---- Provided information

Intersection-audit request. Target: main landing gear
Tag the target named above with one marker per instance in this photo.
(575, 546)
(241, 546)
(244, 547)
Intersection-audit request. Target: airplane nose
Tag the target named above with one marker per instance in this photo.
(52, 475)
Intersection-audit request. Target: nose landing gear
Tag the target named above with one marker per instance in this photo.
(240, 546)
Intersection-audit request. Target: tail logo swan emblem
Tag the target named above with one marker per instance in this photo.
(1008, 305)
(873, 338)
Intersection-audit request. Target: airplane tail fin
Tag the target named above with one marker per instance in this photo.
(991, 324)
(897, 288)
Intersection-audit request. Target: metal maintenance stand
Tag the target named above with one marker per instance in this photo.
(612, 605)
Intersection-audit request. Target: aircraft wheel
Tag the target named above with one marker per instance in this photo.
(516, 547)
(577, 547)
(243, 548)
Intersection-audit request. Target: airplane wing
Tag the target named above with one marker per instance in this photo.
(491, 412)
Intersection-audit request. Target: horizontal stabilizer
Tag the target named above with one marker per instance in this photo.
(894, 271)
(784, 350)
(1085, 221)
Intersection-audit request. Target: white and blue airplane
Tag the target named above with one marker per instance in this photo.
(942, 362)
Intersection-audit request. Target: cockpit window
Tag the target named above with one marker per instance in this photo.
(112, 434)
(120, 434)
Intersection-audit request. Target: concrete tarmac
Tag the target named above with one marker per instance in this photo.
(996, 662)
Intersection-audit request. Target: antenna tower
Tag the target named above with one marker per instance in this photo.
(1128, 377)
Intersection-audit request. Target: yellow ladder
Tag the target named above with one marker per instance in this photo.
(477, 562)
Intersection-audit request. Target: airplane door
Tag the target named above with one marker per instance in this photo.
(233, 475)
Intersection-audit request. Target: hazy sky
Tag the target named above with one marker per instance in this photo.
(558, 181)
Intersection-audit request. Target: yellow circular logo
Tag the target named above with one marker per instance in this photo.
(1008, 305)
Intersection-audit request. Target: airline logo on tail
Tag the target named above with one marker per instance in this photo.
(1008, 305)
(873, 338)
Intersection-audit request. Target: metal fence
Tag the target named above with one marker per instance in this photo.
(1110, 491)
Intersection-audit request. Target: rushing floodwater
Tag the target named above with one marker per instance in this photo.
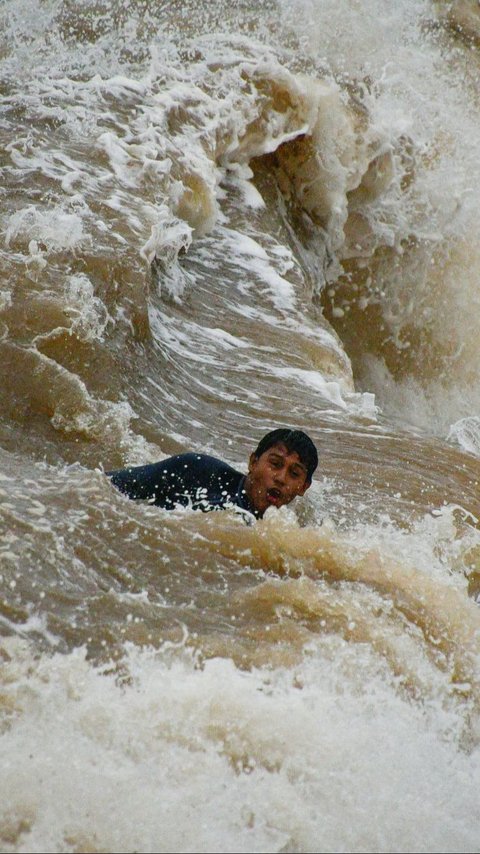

--------

* [Written exercise]
Which lines in the items above contain the string "metal"? Return each such line in full, and count a match only when its capitalization is identical.

* [The completed task]
Intersection-audit request. Target: metal maintenance stand
Intersection-audit request. Target: metal fence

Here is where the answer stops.